>> begin Supplied material

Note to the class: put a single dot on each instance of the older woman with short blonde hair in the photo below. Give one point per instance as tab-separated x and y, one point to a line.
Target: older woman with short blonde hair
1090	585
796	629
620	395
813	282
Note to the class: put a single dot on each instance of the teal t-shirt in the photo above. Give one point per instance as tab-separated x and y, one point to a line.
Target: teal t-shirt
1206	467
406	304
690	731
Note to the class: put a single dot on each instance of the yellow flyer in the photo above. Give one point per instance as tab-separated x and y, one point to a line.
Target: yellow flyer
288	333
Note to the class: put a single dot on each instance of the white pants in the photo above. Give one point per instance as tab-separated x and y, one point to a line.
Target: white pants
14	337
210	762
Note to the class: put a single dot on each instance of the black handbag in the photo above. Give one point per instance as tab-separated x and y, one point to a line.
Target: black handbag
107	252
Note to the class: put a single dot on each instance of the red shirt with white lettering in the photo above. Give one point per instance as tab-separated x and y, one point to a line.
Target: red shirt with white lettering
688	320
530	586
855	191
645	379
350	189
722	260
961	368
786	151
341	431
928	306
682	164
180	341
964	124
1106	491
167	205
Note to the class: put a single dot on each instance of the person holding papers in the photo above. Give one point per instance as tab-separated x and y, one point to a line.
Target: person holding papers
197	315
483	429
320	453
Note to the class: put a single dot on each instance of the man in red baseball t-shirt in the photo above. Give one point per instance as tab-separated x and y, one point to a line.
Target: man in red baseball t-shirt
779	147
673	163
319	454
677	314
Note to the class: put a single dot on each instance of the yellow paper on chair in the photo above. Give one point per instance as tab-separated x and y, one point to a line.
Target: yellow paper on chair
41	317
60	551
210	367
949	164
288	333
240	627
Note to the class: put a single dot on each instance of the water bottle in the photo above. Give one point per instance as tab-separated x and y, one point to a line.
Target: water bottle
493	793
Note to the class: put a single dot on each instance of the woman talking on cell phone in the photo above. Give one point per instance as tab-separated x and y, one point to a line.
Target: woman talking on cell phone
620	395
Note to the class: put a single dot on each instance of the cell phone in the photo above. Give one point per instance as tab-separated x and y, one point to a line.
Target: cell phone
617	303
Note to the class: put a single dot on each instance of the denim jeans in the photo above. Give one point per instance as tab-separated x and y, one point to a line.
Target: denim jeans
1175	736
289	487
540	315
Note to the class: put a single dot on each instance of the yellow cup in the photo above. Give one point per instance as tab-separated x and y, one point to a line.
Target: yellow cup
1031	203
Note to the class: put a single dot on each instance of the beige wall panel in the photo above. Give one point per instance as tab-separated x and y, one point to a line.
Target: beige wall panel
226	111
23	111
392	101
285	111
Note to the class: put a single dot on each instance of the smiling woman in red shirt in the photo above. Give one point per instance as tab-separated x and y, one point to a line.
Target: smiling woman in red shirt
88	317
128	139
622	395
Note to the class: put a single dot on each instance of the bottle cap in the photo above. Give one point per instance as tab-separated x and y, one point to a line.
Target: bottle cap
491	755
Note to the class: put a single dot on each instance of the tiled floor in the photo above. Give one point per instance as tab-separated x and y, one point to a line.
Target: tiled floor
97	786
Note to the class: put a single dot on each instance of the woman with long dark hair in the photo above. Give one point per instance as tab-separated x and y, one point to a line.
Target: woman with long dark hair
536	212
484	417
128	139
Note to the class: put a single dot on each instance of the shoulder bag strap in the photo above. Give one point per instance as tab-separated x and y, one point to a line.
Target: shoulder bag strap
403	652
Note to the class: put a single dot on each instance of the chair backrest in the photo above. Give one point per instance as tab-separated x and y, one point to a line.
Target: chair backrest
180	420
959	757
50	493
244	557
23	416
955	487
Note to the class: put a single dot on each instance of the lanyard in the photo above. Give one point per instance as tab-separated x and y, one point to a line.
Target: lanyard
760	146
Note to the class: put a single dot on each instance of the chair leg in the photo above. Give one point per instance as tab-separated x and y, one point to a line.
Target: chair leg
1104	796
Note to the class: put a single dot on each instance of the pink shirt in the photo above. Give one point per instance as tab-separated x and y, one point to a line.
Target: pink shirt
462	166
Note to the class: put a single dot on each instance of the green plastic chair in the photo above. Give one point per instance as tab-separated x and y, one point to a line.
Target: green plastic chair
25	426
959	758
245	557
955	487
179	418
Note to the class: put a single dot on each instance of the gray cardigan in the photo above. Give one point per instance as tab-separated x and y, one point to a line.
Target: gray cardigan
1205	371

>> end Supplied material

■ What is expected
Each of the records should be retyped exactly.

■ Output of the exercise
Note to the class: put a single dot on each instance of the older woman with short blonde hair in the photo below. Give one point per instance as tab-separated x and y, one point to a line.
Target: older woman with short blonde hair
1090	585
796	629
620	395
813	282
Note to the class: put a single dot on each instance of the teal t-shirt in the photo above. Give one point per instance as tab-separated x and y, one point to a line.
Target: teal t-shirt
1206	467
406	304
690	731
Note to the class: put a single dot on each instance of the yellow flyer in the photo above. Give one point per instance as tab-separated x and y, one point to a line.
Target: yellow flyer
288	333
Note to the class: put a single dot on each instance of the white pants in the photo above. Give one point per instance as tab-separated x and y, one point to a line.
Target: white pants
14	337
210	762
Note to the class: put a single dot on each instance of the black handbag in the photo above. Give one point per instance as tab-separated x and y, one point to a line.
Target: black handbag
107	252
Note to the class: put a single dot on each instance of the red shirt with white lettering in the photo above. Give one point per instance as tab-separated x and y, one point to a line.
Target: red shirt with white lettering
688	320
530	586
855	191
645	379
350	189
722	260
961	368
786	151
341	431
928	306
682	164
180	341
964	124
1106	491
167	205
Note to the class: put a single dot on each instance of the person holding papers in the photo above. Give one point per instance as tab-separated x and y, one point to a line.
Target: person holding papers
197	315
483	429
320	453
Note to the class: put a single dot on each instance of the man in red baseball t-shirt in the photo above. Give one point per instance as tab-separated x and y, one point to a line.
Target: man in red baseball t-shirt
779	147
673	163
319	454
677	314
Note to the class: put a single dot on each instance of the yellow paper on chair in the photo above. Give one point per instance as tab-separated x and y, one point to a line.
Target: yellow paper on chair
41	317
60	551
210	367
949	164
288	333
240	627
Note to the class: put a single dot on each instance of the water bottle in the photo above. Give one point per instance as tab-separated x and y, one point to a line.
Target: water bottle
493	793
Note to the class: put a single dot on each instance of the woman talking on cell phone in the photo above. Give one point per instance as tab-separated x and y, one point to a line.
Target: woman talking on cell phone
620	395
Note to the class: put a single dot on each instance of the cell phone in the photo above. Give one point per instance as tab-separated x and y, one point to a line.
Target: cell phone
617	303
Note to the class: put a single dot on each instance of the denim jeans in the photo above. Give one point per instance as tab-separated x and y, one point to a line.
Target: denim jeans
1175	736
289	487
540	315
Note to the class: put a single dot on each instance of the yellow cup in the photo above. Give one point per instance as tab-separated x and y, one point to a line.
Target: yellow cup
1031	203
Note to the class: put a single dot on each instance of the beige wall panel in the photo above. Give one point per instance as tab-separated x and y, one point to a line.
Target: beige wall panel
226	111
23	111
392	101
285	111
Note to the class: put a single dot on each instance of the smiling woman in red shirt in the photo above. Give one point per instance as tab-separated x and y, one point to a line.
Target: smiling woman in red shirt
88	317
128	139
622	395
Note to the class: put a single dot on each instance of the bottle cap in the photo above. Give one point per instance as tab-separated x and y, one point to a line.
Target: bottle cap
491	755
Note to the class: put a single dot on each instance of the tiled floor in the photo above. Give one point per instance as tab-separated x and y, one point to a line.
Target: tiled floor
97	786
Note to the class: put a single dot on each instance of the woman with long dark hair in the photo above. Give one point per instance as tab-separated x and y, one point to a line.
Target: woman with long dark hair
536	212
484	417
128	139
Note to the class: put a single dot on each instance of the shoulder bag strap in the photo above. Give one point per instance as tab-separated x and y, one point to a line.
Target: shoulder bag strap
403	652
Note to the class: put a single dot on each instance of the chair backrest in the photo above. Give one point per instance as tab-separated x and y, one point to a line.
Target: chair backrest
180	420
959	757
50	493
244	557
23	416
955	487
Note to the class: put a single dot on each instance of the lanyard in the photo above. Give one point per instance as tab-separated x and y, one point to a line.
Target: lanyard
760	146
Note to the class: put a single dot on each instance of the chair leg in the photo above. Give one point per instance as tab-separated x and y, one point to a line.
Target: chair leg
1104	796
Note to the class: put a single dot on each instance of the pink shirt in the photo above. Give one point per instance as tab-separated x and y, one point to a line.
Target: pink shirt
462	166
Note to the class: put a single dot on each instance of the green plastic chair in the photo above. Give one point per instance as tab-separated x and y, one point to a line.
Target: green plastic chair
25	426
959	758
245	557
955	487
179	418
Note to the class: put a single dot on each instance of the gray cardigan in the photo above. Give one point per instance as tab-separated x and y, one point to a line.
Target: gray cardigan
1205	371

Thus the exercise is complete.